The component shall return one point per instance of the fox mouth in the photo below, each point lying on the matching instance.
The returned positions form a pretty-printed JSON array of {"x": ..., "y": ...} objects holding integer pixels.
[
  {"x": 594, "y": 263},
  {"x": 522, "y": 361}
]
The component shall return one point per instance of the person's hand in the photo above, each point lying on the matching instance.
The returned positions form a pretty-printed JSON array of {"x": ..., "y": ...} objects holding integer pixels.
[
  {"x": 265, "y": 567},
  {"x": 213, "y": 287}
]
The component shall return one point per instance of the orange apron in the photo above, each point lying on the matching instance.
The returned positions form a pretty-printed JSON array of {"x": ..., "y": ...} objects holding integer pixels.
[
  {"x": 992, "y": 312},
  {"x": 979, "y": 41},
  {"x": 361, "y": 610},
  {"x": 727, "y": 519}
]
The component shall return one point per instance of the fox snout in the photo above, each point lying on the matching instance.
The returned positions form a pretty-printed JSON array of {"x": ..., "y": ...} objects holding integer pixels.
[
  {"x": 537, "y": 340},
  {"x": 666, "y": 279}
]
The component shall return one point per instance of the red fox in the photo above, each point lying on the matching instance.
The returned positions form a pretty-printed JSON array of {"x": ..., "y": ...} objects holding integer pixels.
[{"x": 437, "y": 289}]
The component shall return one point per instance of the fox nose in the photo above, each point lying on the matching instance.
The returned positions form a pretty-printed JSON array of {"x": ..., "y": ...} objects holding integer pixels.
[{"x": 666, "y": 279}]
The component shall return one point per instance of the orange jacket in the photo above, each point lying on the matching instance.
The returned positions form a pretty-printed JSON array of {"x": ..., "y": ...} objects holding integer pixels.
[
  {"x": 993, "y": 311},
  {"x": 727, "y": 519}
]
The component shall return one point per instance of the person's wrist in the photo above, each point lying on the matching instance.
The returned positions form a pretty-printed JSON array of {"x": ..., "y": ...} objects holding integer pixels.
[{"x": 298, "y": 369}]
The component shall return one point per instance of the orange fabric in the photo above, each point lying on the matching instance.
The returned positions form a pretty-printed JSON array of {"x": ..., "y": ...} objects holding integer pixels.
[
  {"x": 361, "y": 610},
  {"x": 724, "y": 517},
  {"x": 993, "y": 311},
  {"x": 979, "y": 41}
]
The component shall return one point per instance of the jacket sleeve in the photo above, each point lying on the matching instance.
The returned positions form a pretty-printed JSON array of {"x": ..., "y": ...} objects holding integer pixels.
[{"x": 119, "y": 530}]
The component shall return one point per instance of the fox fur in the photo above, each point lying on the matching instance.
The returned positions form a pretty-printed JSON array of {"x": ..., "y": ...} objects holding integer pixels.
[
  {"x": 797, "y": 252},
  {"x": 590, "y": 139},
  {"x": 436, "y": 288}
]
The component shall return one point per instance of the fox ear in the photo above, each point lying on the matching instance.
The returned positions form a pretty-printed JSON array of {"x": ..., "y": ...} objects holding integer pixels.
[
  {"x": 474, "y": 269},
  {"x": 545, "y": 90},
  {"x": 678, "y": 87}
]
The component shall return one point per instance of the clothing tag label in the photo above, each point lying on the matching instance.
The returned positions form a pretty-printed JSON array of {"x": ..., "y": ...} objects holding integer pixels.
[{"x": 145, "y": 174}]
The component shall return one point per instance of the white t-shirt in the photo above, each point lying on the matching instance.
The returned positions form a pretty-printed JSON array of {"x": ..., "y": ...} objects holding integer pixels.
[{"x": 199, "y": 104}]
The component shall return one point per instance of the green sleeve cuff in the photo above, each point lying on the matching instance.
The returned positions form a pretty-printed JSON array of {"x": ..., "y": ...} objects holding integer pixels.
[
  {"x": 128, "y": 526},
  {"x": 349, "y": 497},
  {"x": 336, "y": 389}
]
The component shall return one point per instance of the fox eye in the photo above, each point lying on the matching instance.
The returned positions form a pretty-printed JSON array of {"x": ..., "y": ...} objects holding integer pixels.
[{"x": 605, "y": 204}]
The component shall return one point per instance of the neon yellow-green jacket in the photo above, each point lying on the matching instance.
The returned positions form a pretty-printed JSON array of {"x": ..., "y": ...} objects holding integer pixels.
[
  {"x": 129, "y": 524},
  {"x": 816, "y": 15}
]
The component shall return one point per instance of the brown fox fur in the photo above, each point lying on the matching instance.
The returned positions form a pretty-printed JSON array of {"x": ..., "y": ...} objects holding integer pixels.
------------------------------------------------
Return the entire listing above verbatim, reproducing every line in its original order without alteration.

The component shall return one point per instance of the fox mouth in the photo below, each point lying on the matching instance.
The returned positions form a pretty-printed JSON array of {"x": ..., "y": ...} objects holding integer pixels.
[
  {"x": 594, "y": 263},
  {"x": 522, "y": 361}
]
The component shall return one point per instance of the person's hand in the photo above, each point lying on the matching instance.
The returned positions form a pretty-printed JSON array of {"x": ..., "y": ...} objects holding integer pixels.
[
  {"x": 265, "y": 567},
  {"x": 213, "y": 287}
]
The component shall return one point per instance of the orange apron in the photo above, each point lying on the matching instance.
The returned positions form a pretty-printed JSON array of {"x": ..., "y": ...} objects holding integer pixels.
[
  {"x": 992, "y": 312},
  {"x": 979, "y": 41},
  {"x": 361, "y": 610},
  {"x": 727, "y": 519}
]
The component shall return one point per instance of the fox snout in the photo above, each point lying on the matching instance.
The returned positions form a pretty-printed JSON array of {"x": ..., "y": ...} objects holding integer pixels.
[
  {"x": 537, "y": 340},
  {"x": 666, "y": 279}
]
The component shall return one point per instance of the red fox in the photo above, each point lying on the matching instance.
The returned positions form a pretty-printed JSON array of {"x": ..., "y": ...} objects holding integer pixels.
[{"x": 437, "y": 289}]
The component shall return one point per instance of the fox nose in the photo above, each point lying on the matching instance.
The returned positions form a pretty-printed JSON array of {"x": ..., "y": ...} objects holding integer pixels.
[{"x": 666, "y": 279}]
The component shall return one point per instance of the orange jacket in the photo above, each point lying on the matching instance.
The returned positions form a pretty-printed JSON array of {"x": ..., "y": ...} objects holding integer pixels.
[
  {"x": 993, "y": 311},
  {"x": 727, "y": 519}
]
The component shall return one point per instance of the person's wrist in the photo above, each point lying on the matching instance.
The returned positions form a pretty-printed JSON array of {"x": ..., "y": ...} objects holding integer pixels.
[{"x": 298, "y": 369}]
The component shall return one point per instance of the orange fabric in the photo above, each point lying on the matching instance.
The returned positions form a pretty-printed JSON array of {"x": ..., "y": ...} objects holding integer pixels.
[
  {"x": 361, "y": 610},
  {"x": 724, "y": 517},
  {"x": 993, "y": 311},
  {"x": 979, "y": 41}
]
The component shall return one point per instance of the jacket sleeve in the photo above, each point lying on the matching instance.
The returned positions form a pretty-printed JSON array of {"x": ..., "y": ...} objects holding integer pixels.
[{"x": 119, "y": 530}]
The component shall return one point per instance of the fox fur in the photo above, each point lying on the matching instance.
The returned positions form a pretty-printed JSON array of {"x": ..., "y": ...} objects holding integer pixels.
[
  {"x": 797, "y": 252},
  {"x": 590, "y": 139},
  {"x": 436, "y": 288}
]
The component shall return one point per instance of the fox ear in the photo above, each point lying on the matching instance.
The returned positions form a pretty-printed JSON array of {"x": ..., "y": ...} objects holding integer pixels.
[
  {"x": 474, "y": 269},
  {"x": 545, "y": 90},
  {"x": 678, "y": 87}
]
The component shall return one point per instance of the clothing tag label in the photo above, each point lying on the matching instance.
The returned positions form a pretty-printed JSON array of {"x": ..., "y": ...} objects holding integer pixels.
[{"x": 145, "y": 174}]
The component shall return one point per instance of the white t-shirt in the photo above, each point lying on the matching instance.
The returned positions form a pretty-printed JSON array of {"x": ..., "y": ...} objects holding integer pixels.
[{"x": 199, "y": 104}]
The component shall return one point per instance of the green sleeve cuff in the photo above, each point lying on the matching instance.
The returned positions form a pretty-printed JSON array of {"x": ..., "y": ...} objects holding integer pixels.
[
  {"x": 128, "y": 526},
  {"x": 349, "y": 497},
  {"x": 336, "y": 389}
]
The component shall return one point per instance of the fox eye in the photo above, each point lying on the matching instance.
The returned positions form a pretty-printed JSON array of {"x": ..., "y": ...} objects holding integer pixels.
[{"x": 605, "y": 204}]
The component shall return one point per instance of the neon yellow-green jacket in the photo above, each point lying on the matching instance.
The returned positions form a pretty-printed JSON array of {"x": ..., "y": ...} objects holding integer pixels.
[
  {"x": 129, "y": 524},
  {"x": 816, "y": 15}
]
The component shall return one point per instance of the brown fox fur in the photo above, each point lying on the matching instance.
The returned positions form a pretty-printed JSON array of {"x": ..., "y": ...} objects holding integer pixels.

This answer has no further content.